>> start

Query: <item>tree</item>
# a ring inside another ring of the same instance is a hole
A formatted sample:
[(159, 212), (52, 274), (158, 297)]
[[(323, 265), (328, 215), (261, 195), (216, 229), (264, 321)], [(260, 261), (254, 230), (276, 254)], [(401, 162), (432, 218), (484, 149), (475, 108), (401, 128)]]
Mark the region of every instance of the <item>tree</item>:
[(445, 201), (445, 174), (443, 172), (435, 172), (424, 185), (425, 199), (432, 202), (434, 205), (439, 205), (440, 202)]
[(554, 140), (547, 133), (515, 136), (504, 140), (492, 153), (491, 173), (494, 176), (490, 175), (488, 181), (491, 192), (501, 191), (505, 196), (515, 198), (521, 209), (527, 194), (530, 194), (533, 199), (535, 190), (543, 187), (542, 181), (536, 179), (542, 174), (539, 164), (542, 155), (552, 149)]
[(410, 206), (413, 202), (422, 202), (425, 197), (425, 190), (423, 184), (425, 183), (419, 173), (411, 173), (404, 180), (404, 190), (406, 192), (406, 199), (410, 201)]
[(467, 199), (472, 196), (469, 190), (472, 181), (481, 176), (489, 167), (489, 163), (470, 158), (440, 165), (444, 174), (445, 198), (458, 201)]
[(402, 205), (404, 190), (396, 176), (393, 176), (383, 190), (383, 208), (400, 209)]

>> end
>> start

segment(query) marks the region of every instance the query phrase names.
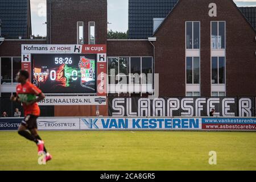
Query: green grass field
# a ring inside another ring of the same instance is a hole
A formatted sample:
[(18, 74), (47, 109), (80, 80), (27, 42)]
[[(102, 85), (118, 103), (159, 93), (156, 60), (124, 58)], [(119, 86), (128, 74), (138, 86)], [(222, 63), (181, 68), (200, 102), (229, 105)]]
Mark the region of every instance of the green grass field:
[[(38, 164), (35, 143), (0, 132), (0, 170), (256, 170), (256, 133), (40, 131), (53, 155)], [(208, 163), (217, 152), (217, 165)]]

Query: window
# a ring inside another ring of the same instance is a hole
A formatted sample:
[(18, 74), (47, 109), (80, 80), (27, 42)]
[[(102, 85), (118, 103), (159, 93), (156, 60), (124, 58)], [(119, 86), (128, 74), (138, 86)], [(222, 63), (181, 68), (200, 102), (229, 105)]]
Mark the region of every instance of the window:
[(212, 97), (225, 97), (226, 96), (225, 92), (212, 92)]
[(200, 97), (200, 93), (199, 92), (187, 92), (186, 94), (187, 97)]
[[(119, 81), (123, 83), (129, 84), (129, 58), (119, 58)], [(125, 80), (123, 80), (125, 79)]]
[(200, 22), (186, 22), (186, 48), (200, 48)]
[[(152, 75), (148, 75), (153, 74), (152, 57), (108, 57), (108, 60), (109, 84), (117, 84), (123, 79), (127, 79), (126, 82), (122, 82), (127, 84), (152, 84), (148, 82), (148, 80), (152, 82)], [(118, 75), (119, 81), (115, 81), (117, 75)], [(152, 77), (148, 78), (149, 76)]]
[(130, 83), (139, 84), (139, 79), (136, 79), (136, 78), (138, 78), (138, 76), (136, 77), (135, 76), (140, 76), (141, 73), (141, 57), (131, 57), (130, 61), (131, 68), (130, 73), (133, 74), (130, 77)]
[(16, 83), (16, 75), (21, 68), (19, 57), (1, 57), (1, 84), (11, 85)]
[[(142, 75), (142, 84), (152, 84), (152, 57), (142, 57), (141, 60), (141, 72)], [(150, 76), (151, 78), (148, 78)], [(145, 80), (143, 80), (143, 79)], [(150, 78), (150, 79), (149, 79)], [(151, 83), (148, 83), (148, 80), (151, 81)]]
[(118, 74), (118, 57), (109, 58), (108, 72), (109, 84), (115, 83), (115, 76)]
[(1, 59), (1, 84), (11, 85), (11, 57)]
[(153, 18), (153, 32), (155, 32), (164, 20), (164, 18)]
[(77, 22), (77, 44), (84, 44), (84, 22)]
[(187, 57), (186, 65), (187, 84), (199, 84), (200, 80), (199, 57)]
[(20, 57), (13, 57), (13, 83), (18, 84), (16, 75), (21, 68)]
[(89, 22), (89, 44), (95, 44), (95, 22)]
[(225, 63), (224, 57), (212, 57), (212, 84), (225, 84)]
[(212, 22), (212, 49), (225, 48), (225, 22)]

>> end
>> start

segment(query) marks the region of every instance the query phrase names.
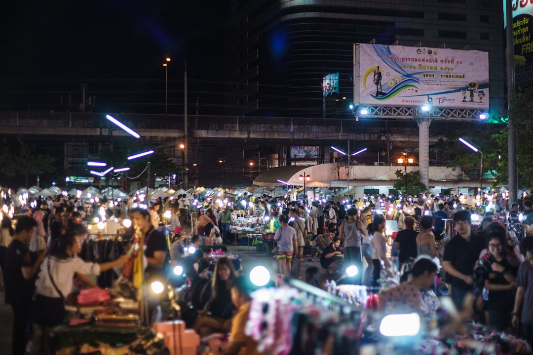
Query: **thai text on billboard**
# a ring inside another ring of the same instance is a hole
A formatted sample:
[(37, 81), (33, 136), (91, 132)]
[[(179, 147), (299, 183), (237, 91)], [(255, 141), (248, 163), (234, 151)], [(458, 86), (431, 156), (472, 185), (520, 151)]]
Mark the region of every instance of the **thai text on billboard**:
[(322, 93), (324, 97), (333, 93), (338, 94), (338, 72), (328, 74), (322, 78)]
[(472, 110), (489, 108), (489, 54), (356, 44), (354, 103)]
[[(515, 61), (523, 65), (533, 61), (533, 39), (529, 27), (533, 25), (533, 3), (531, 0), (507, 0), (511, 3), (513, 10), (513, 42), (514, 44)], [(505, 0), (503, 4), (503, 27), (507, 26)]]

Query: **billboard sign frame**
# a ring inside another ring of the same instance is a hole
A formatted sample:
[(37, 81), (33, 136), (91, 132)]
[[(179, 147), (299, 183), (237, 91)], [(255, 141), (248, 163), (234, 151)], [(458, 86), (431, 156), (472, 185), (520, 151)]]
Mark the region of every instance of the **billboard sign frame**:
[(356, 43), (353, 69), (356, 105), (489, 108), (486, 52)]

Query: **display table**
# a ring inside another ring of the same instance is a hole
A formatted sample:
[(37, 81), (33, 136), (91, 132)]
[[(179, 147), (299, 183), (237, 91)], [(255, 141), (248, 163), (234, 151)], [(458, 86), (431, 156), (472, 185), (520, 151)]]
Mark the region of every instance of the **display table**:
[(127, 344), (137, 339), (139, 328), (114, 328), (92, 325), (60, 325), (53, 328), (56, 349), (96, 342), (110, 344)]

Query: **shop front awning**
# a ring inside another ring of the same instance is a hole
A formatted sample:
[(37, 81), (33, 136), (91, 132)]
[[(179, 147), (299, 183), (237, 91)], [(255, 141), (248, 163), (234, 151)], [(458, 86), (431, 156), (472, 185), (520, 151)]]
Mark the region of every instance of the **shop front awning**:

>> end

Work instructions:
Render the material from the line with "Query: **billboard sign frame**" to the line with "Mark the region of every instance of the **shop", both ends included, as a Markdown table with the columns Row and Material line, skipping blank lines.

Finished answer:
| Row | Material line |
|---|---|
| 1 | Query: **billboard sign frame** |
| 2 | # a ring inside another ring of the same instance is a hole |
| 3 | A formatted sample: |
| 4 | [(37, 81), (33, 136), (91, 132)] |
| 5 | [[(179, 147), (299, 183), (237, 91)], [(255, 141), (248, 163), (234, 151)], [(458, 86), (431, 156), (472, 185), (520, 151)]] |
| 6 | Mark the region of every instance of the **billboard sign frame**: |
| 7 | [(356, 43), (353, 69), (356, 105), (489, 108), (486, 52)] |
| 8 | Query: **display table** |
| 9 | # a ring inside another ring of the same instance is a hole |
| 10 | A formatted sample: |
| 11 | [(37, 81), (33, 136), (91, 132)] |
| 12 | [[(179, 147), (299, 183), (237, 91)], [(255, 141), (248, 163), (234, 151)], [(458, 86), (431, 156), (472, 185), (520, 151)]] |
| 13 | Mark the region of every instance of the **display table**: |
| 14 | [(127, 344), (137, 339), (139, 328), (114, 328), (92, 325), (60, 325), (53, 328), (56, 349), (96, 342), (110, 344)] |
| 15 | Query: **shop front awning** |
| 16 | # a ring inside another ring of the same instance is a hole |
| 17 | A formatted sample: |
| 18 | [(37, 81), (33, 136), (91, 132)] |
| 19 | [[(179, 147), (299, 183), (237, 91)], [(255, 141), (248, 163), (234, 151)], [(458, 86), (431, 156), (472, 185), (520, 151)]] |
| 20 | Mark the region of every instance of the **shop front awning**: |